Make an exact copy of the entries below.
────────────────────────────────────────
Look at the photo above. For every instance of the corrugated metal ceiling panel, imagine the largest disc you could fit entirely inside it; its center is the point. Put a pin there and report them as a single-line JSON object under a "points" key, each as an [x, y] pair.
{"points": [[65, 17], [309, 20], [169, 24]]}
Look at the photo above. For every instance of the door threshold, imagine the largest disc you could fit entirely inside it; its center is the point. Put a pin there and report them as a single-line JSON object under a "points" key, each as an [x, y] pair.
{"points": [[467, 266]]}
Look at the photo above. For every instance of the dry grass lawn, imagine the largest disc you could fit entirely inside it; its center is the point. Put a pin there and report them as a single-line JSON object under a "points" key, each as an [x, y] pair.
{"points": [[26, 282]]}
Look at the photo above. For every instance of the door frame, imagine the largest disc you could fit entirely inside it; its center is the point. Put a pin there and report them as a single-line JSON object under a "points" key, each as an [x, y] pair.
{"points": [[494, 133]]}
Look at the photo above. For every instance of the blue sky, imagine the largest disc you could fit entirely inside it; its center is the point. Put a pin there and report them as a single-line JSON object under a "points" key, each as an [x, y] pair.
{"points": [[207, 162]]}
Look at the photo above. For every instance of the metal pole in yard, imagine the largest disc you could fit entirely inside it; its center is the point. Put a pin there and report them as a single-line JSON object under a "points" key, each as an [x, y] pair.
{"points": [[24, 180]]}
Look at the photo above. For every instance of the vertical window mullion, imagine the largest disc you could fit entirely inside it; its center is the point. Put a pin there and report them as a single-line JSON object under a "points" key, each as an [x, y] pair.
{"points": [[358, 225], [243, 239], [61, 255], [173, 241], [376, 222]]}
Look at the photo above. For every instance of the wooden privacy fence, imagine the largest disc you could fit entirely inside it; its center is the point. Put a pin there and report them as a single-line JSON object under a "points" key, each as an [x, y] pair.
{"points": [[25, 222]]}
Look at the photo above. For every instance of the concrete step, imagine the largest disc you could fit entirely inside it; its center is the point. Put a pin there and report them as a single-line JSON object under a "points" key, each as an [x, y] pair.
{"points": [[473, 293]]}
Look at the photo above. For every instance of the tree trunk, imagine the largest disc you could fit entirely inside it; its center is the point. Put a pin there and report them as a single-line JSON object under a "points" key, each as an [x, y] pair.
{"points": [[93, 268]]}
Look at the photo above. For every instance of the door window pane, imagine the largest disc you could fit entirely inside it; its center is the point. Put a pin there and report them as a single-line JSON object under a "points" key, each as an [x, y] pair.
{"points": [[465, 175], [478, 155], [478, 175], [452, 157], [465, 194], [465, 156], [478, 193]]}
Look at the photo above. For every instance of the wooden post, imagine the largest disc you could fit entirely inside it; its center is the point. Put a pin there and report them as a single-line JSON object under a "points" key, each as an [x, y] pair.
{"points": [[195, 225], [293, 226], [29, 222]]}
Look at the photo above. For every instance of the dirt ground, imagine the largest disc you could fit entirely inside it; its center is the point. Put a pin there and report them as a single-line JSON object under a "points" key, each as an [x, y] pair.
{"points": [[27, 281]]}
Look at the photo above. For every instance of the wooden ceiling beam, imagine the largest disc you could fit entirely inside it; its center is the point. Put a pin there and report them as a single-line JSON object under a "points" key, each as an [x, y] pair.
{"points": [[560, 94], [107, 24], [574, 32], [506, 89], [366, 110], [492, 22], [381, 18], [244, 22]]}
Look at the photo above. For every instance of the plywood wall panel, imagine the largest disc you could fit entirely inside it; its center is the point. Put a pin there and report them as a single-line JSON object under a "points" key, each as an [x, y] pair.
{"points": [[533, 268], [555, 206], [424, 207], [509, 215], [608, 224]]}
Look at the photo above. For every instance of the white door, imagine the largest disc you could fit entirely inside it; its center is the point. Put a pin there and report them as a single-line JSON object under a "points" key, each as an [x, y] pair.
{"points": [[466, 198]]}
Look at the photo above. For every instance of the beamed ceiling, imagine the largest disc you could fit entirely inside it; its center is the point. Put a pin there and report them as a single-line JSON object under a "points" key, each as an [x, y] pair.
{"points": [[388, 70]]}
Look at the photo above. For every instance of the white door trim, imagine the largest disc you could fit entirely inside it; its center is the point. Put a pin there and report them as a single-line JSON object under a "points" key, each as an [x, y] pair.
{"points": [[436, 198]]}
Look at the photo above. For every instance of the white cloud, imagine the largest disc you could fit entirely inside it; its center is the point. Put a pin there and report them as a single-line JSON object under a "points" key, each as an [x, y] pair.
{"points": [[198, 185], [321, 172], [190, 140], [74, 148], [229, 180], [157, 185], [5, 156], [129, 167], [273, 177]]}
────────────────────────────────────────
#### Exercise output:
Look at the photo above. For every instance of the corrugated metal ceiling panel, imagine the largest disc you could fit entirely inside it; its center is the point. Put a pin there and report them as a single-line JSON object under a "points" key, each as an [x, y] pair.
{"points": [[65, 17], [309, 20], [169, 24]]}
Look at the photo above. For every instance of the door threshold, imagine the largest disc you could fit entirely inside it; its center is the point. Put a pin there and report them as a single-line JSON object under a "points" key, each as an [x, y] pair.
{"points": [[467, 266]]}
Look at the photo above. For every instance of the dry grass lawn, imagine the largest disc you could fit entirely inside it; its center is the point. Put a pin there and report them as a single-line JSON object under a "points" key, each as an [x, y] pair.
{"points": [[26, 282]]}
Look at the photo above. For every instance of the door frame, imagine the largest disc you could fit entirely inside it; its center is the point. Put a pin there and report them as a single-line JSON object under a "points" key, each as an [x, y] pair.
{"points": [[494, 133]]}
Look at the photo above. For every instance of the blue sky, imagine the largest disc you could fit entirely inside it; its center is the point. Put a pin there and report them as a single-line JSON object under a "points" key, each as an [x, y] pair.
{"points": [[207, 162]]}
Look at the photo above. For every instance of the metal pole in yard, imagine the largest disc you could fit entirely inside it; its center is the point. Put a pin there and report them as a single-line JSON object under a "points" key, each as an [x, y] pair.
{"points": [[24, 180]]}
Look at the photo above. For every instance of the vertical window mullion, imagine the largest disc you could fit entirely inside it; its center is the point. Put a pin there and report them as a single-line JSON object under a "points" key, each as an [x, y] pair.
{"points": [[358, 225], [243, 239], [61, 255], [173, 241], [376, 222]]}
Look at the photo above. For every instance of the wooden privacy fence, imagine the largest disc you could fit entirely inside it; its center is the point. Put a pin there and report them as a single-line JSON object under a "points" key, each as an [x, y] pair.
{"points": [[25, 222]]}
Look at the photo above. For every instance of the concrete step, imagine the largest disc you could fit entirely inside it; its center is the point. Put a pin there and report them as a single-line JSON object under a "points" key, each as an [x, y] pair.
{"points": [[473, 293]]}
Look at the photo above. For every instance of the tree trunk, imagine the largest disc you could fit entirely inside it; its center is the point. Put a pin there and report them as a single-line JSON object under a "points" key, each as an [x, y] pair.
{"points": [[93, 268]]}
Look at the photo above. For every instance of the door window pane, imagine the largest disc you could fit entirely inside it; its center is the point. Put a pin there and report them as a single-line JSON object under a "points" key, each as an [x, y] pair.
{"points": [[465, 175], [478, 155], [478, 175], [452, 157], [465, 194], [465, 156], [478, 193]]}
Look at the photo above. For every instance of the wooden post, imagine the largest disc you could fit entirely inside it; its center is the point. Put a pin there and report them as a single-line JSON object under a "points" key, each as an [x, y] pair.
{"points": [[195, 225], [293, 226], [29, 222]]}
Look at the photo above. For every instance of the dirt ground, imagine the largest disc you could fit entirely inside it; its center is the point. Put a pin there and report them as a single-line JSON object under a "points" key, each as an [x, y] pair.
{"points": [[27, 281]]}
Look at the photo above. For every instance of the wooden ceiling beam, imagine the largest disc you could fit entirely inside it; its center is the point. Put a pin there and report them as a single-line JSON object under a "points" key, each as an [x, y] pair.
{"points": [[560, 94], [107, 24], [574, 32], [506, 89], [366, 110], [492, 22], [381, 18], [244, 22]]}
Look at the photo above. For every instance of the plywood wall panel, imagine the largest disc you could fit entirely inside it; its center is the point. Put a pin there and report them as a single-line JSON object under a "points" key, each as an [x, y] pair.
{"points": [[533, 268], [555, 206], [424, 207], [509, 215], [608, 224]]}
Look at the photo above. For every instance of the white door, imagine the largest disc you could fit entirely inside it; its center is the point. Put a pin there and report them as a single-line JSON object under a "points" key, each as an [x, y] pair.
{"points": [[466, 198]]}
Look at the photo above. For every instance of the beamed ceiling, imagine the largest disc you could fit entirely inside it; its center is the point. Put a pin there and report them as a single-line JSON object under a "points" key, each as an [x, y] pair.
{"points": [[388, 70]]}
Look at the photo above. For every instance of the white door trim, imagine the largest disc you could fit entirely inside it; its center is the point. Put a pin there and report them as a single-line JSON object under a "points" key, each as an [x, y] pair.
{"points": [[436, 198]]}
Look at the photo above. For every instance of the white cloud, imagine the largest disc you could fit entirely inside it; its center is the point. Put a pin there and report them as a single-line JSON object under a "points" key, each as an [x, y] pair.
{"points": [[198, 185], [321, 172], [190, 140], [74, 148], [229, 180], [157, 185], [5, 156], [129, 167], [273, 177]]}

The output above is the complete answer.